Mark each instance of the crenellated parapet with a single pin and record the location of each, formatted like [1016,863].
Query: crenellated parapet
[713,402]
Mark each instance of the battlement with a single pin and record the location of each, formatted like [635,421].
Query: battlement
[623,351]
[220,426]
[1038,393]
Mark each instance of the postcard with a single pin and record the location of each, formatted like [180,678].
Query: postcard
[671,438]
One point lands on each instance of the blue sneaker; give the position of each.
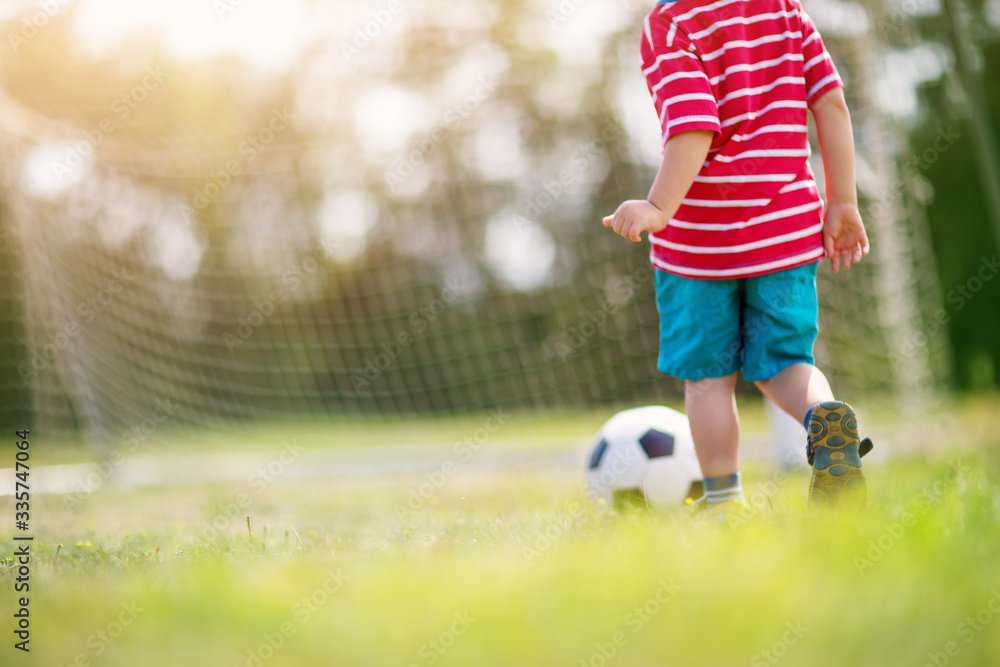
(834, 451)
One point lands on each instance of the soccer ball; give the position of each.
(644, 455)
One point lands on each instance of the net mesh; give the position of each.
(234, 245)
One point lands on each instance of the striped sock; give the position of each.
(722, 488)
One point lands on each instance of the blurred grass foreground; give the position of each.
(513, 565)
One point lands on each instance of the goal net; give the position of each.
(404, 219)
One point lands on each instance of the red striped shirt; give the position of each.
(747, 70)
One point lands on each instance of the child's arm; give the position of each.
(844, 237)
(683, 158)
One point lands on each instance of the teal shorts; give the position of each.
(713, 328)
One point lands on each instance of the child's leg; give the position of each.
(796, 389)
(715, 425)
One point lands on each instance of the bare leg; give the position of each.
(715, 424)
(797, 388)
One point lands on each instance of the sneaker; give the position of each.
(730, 512)
(834, 452)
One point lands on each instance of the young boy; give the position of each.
(737, 227)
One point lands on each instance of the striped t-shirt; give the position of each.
(747, 70)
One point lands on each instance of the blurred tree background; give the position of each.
(395, 208)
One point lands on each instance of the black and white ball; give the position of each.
(644, 455)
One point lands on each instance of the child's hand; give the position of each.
(844, 237)
(634, 217)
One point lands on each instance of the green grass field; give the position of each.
(516, 568)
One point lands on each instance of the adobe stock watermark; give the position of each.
(419, 322)
(635, 621)
(368, 32)
(35, 23)
(902, 13)
(420, 494)
(773, 654)
(554, 188)
(264, 307)
(575, 338)
(407, 165)
(432, 650)
(302, 612)
(967, 631)
(130, 441)
(87, 311)
(930, 497)
(121, 108)
(957, 298)
(232, 514)
(248, 150)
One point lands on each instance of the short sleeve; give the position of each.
(820, 72)
(677, 81)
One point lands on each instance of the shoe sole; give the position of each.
(837, 475)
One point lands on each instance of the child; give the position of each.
(737, 227)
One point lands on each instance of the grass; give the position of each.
(516, 568)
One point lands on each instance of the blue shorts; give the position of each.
(713, 328)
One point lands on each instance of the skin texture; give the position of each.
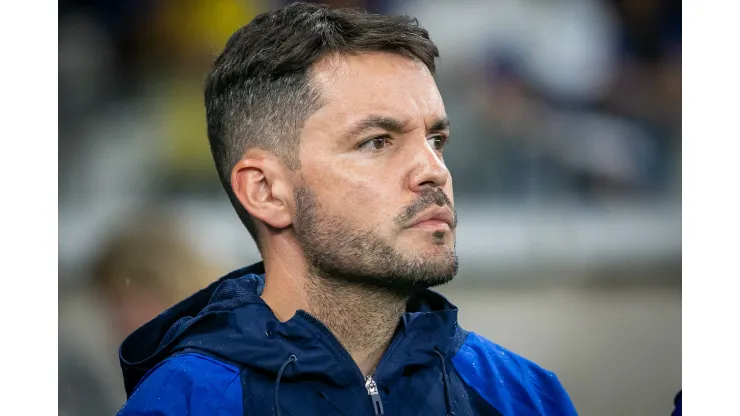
(337, 232)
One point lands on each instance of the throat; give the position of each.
(363, 319)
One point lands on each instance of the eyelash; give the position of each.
(388, 139)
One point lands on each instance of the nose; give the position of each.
(429, 169)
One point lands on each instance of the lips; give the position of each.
(443, 215)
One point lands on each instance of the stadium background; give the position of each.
(566, 160)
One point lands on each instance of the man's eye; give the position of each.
(438, 142)
(376, 143)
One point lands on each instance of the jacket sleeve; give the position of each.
(188, 384)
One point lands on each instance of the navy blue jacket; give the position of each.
(223, 352)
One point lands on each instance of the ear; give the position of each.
(261, 183)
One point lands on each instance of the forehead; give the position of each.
(354, 86)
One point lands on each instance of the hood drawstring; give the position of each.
(445, 381)
(290, 359)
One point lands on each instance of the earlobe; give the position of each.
(260, 183)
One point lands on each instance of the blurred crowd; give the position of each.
(568, 100)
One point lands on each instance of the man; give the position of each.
(328, 133)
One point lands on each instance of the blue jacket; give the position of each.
(223, 352)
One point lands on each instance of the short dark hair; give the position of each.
(258, 93)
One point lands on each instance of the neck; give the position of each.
(363, 319)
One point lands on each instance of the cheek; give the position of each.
(360, 197)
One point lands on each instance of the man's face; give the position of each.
(371, 169)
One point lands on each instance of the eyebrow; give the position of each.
(377, 122)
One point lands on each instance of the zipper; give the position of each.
(372, 391)
(369, 382)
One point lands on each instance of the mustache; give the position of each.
(427, 199)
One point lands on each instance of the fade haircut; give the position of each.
(259, 91)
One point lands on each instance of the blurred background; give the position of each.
(566, 160)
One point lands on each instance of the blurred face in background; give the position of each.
(372, 167)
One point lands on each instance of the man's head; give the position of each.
(327, 127)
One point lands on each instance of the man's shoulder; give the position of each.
(187, 383)
(506, 380)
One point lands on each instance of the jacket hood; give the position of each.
(229, 320)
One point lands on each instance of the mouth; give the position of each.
(437, 219)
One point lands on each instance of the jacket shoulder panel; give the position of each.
(510, 383)
(187, 384)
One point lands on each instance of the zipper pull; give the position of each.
(372, 391)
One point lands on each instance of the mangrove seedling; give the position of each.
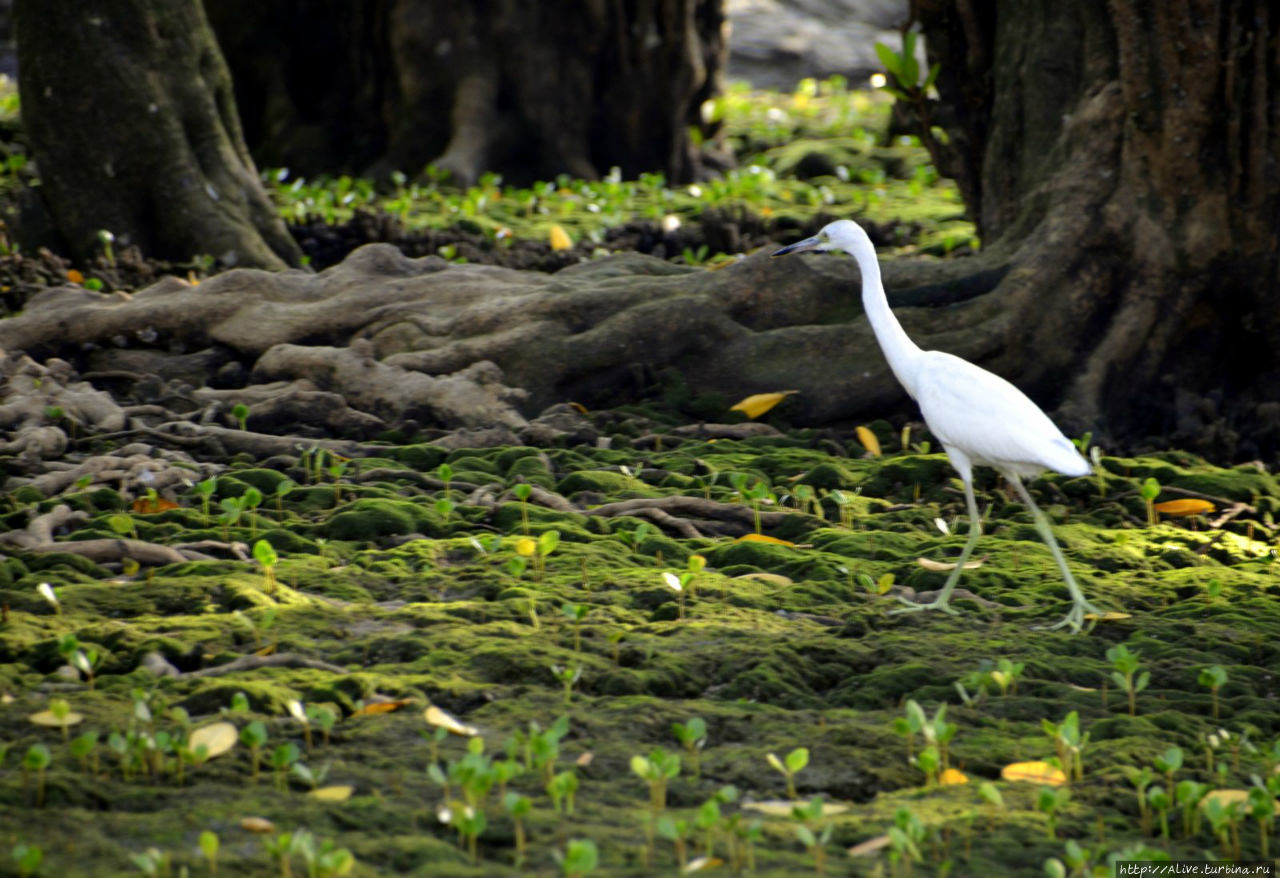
(1150, 490)
(576, 613)
(1169, 762)
(122, 522)
(446, 474)
(519, 808)
(27, 859)
(522, 490)
(1214, 678)
(568, 676)
(85, 746)
(209, 847)
(37, 760)
(693, 736)
(676, 831)
(905, 838)
(282, 488)
(1125, 675)
(154, 863)
(581, 858)
(205, 489)
(1261, 806)
(561, 790)
(1050, 801)
(1141, 778)
(813, 832)
(1068, 744)
(254, 736)
(1160, 800)
(990, 795)
(323, 718)
(1006, 676)
(283, 758)
(264, 553)
(794, 763)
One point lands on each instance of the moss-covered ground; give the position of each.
(397, 599)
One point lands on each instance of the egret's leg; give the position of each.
(944, 600)
(1079, 606)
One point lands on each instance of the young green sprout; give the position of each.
(567, 676)
(1051, 801)
(37, 760)
(264, 553)
(205, 489)
(581, 858)
(27, 859)
(693, 736)
(519, 808)
(254, 736)
(1125, 673)
(1214, 678)
(813, 832)
(795, 762)
(209, 847)
(576, 613)
(522, 492)
(1150, 490)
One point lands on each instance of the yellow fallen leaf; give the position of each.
(560, 238)
(1180, 508)
(869, 846)
(762, 538)
(439, 718)
(216, 739)
(257, 824)
(1033, 772)
(382, 707)
(759, 403)
(782, 808)
(48, 718)
(702, 864)
(772, 579)
(869, 442)
(928, 563)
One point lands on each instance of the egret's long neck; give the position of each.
(899, 350)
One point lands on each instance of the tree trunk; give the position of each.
(530, 90)
(132, 122)
(1120, 159)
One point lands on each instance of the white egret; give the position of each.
(979, 417)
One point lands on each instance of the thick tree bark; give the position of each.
(131, 117)
(1121, 158)
(530, 90)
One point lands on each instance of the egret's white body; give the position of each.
(979, 417)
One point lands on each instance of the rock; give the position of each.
(777, 42)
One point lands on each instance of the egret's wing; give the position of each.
(987, 417)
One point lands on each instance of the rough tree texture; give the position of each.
(129, 111)
(526, 88)
(1120, 161)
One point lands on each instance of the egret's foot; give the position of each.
(913, 607)
(1074, 618)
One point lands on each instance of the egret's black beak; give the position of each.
(816, 245)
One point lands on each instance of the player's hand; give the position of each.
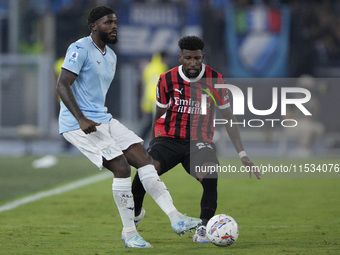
(253, 169)
(88, 126)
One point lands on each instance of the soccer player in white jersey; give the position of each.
(86, 75)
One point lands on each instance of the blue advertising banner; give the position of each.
(257, 41)
(146, 29)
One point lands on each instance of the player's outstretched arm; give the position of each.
(159, 112)
(235, 138)
(63, 87)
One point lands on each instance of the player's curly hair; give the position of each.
(191, 43)
(97, 13)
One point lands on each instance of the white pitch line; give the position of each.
(71, 186)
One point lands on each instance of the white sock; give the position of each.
(121, 189)
(156, 188)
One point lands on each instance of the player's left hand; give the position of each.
(253, 169)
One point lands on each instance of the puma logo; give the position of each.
(180, 91)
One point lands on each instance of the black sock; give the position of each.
(209, 199)
(138, 192)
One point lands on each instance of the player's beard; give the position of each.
(105, 38)
(190, 75)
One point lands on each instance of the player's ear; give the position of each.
(93, 27)
(180, 57)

> **Work request**
When a line in the material above includes the word "record", copy that line.

> **Answer to this task**
Mark each instance of the crenellated parapet with a single pin and record the location of each, formatted like [1016,863].
Mark each instance of the battlement with a single pin and record the location of each, formatted like [635,421].
Mark each instance of the postcard with a single pin and record the location of each, formatted like [180,678].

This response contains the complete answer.